Every record must be given again word for word; no picture belongs in the copy.
--
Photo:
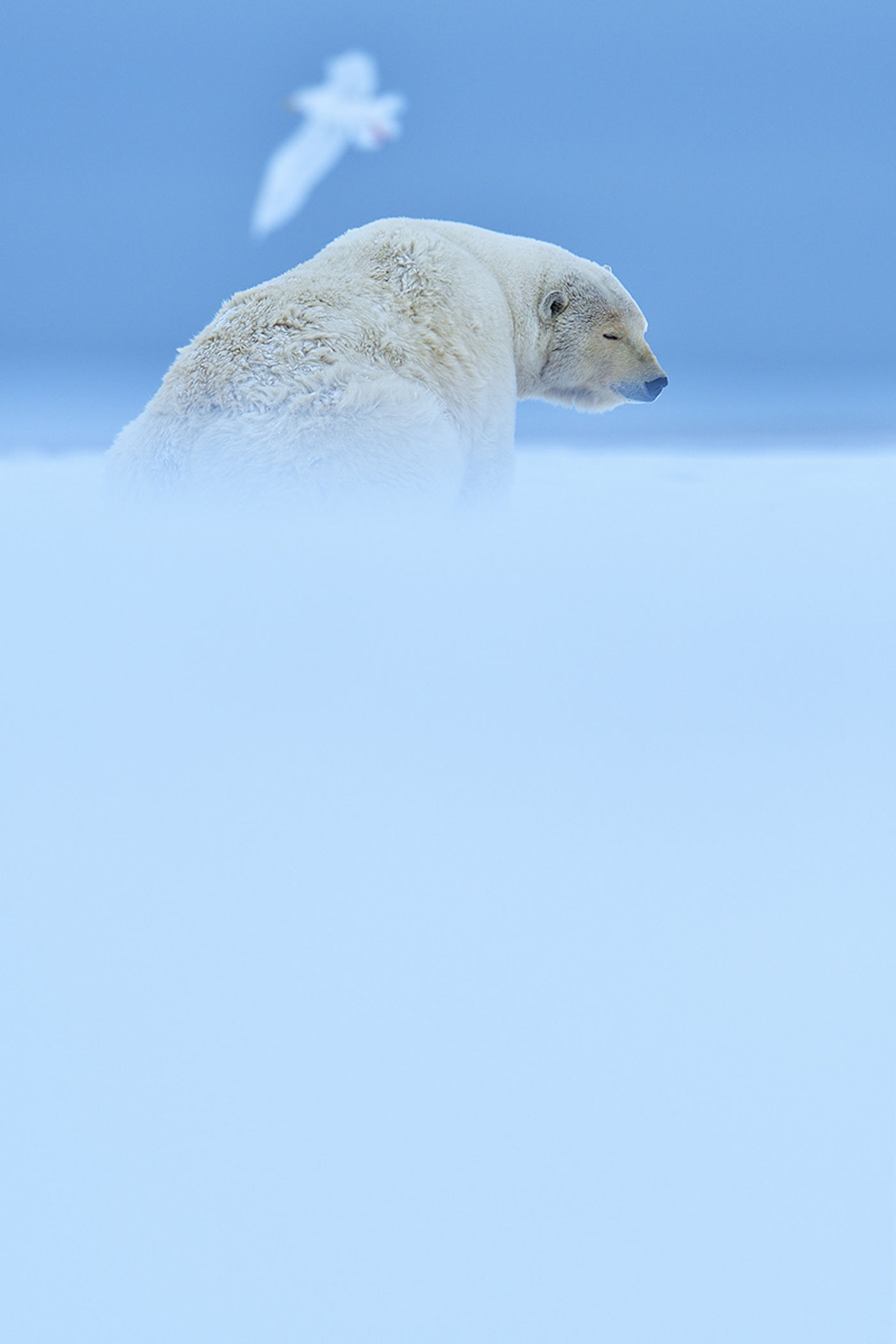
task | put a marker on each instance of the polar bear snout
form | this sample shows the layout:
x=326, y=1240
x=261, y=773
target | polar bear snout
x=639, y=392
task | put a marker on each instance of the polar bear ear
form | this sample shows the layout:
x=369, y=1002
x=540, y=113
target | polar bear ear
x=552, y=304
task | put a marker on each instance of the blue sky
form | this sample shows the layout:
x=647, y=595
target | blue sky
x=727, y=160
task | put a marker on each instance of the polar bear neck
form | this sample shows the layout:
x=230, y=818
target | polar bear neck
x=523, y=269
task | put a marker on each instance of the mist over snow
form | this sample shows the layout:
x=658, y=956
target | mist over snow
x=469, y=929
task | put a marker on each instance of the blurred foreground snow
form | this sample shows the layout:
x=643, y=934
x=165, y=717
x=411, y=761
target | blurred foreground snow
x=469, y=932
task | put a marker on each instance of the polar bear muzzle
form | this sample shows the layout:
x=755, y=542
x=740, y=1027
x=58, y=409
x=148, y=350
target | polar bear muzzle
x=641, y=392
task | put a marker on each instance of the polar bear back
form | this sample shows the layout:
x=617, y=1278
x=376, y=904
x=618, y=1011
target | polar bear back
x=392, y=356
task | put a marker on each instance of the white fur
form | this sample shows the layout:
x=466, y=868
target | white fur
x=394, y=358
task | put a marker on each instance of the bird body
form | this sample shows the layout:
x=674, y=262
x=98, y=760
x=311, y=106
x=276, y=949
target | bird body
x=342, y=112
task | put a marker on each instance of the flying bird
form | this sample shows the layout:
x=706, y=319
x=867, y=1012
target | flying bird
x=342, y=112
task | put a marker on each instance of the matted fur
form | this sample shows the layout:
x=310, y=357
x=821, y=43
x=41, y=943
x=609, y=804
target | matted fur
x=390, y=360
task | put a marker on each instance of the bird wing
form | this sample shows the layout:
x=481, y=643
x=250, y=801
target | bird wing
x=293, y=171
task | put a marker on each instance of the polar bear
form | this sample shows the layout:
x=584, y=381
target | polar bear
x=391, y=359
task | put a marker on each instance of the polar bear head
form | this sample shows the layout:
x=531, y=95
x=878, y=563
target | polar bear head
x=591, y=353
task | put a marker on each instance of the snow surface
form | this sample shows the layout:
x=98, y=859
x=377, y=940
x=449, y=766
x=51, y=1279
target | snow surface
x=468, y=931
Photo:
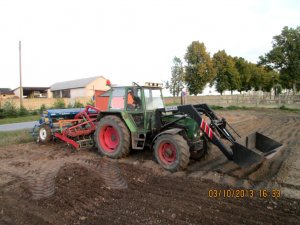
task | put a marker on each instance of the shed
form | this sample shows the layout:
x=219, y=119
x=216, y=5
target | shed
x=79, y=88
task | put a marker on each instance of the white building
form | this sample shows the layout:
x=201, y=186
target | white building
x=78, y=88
--
ANSWER TO THE EXERCISE —
Photo:
task | put a marker on each instance of the polar bear snout
form | this sample shows the layout:
x=326, y=1240
x=261, y=773
target | polar bear snout
x=639, y=392
task | put a marker on each instance of the polar bear ear
form | this sample shows the layout:
x=369, y=1002
x=540, y=113
target | polar bear ear
x=552, y=304
task | put a marker on each instance of the blue sky
form | this sample shows the layout:
x=647, y=595
target | blue sky
x=727, y=160
task | put a marker on each instance of the polar bear neck
form | this sample shows the layout:
x=230, y=818
target | polar bear neck
x=523, y=269
task | put a marker on each instance of the mist over snow
form | this sample shows the layout:
x=658, y=956
target | mist over snow
x=469, y=929
task | put a marker on each instance of the blurred foreground snow
form | this sample shows the layout:
x=643, y=934
x=165, y=717
x=411, y=761
target | blurred foreground snow
x=469, y=932
task | put a marker on each instance of the polar bear muzzle
form | this sample shows the layout:
x=755, y=542
x=740, y=1027
x=58, y=409
x=148, y=350
target | polar bear muzzle
x=641, y=392
task | put a marker on each instance of the polar bear back
form | this sample shows the layout:
x=617, y=1278
x=376, y=904
x=618, y=1011
target | polar bear back
x=392, y=356
task | put a marker on each instance of the white fur
form | this sample shows the layout:
x=466, y=868
target | white fur
x=394, y=358
task | put a marker on each instance of the bird body
form | this sample shows the layout:
x=674, y=262
x=98, y=760
x=311, y=106
x=276, y=949
target | bird body
x=342, y=112
task | put a marker on each instance of the flying bird
form | this sample shows the layout:
x=706, y=319
x=867, y=1012
target | flying bird
x=342, y=112
task | put a marker on each instance of the matted fur
form | this sample shows the layout:
x=310, y=357
x=821, y=43
x=41, y=943
x=609, y=804
target | matted fur
x=390, y=360
task | put a marker on each instance of the bird wing
form | this sample shows the layout:
x=481, y=643
x=250, y=801
target | bird wing
x=293, y=171
task | put a marker on each instance of the polar bear
form | this sample shows the layout:
x=584, y=381
target | polar bear
x=391, y=359
task | put a marker on each instance of the polar bear head
form | this sample shows the layout:
x=531, y=95
x=878, y=563
target | polar bear head
x=591, y=353
task | put a marker on each instance of the snow surface
form | this sample shows the layout:
x=98, y=859
x=377, y=940
x=449, y=766
x=51, y=1279
target | snow surface
x=468, y=931
Photo:
task | put a marker on each instance of the shed
form | this sample shows the layout:
x=219, y=119
x=216, y=5
target | shed
x=79, y=88
task | put a marker on each instance of the white building
form | this sample shows the layout:
x=201, y=186
target | white building
x=78, y=88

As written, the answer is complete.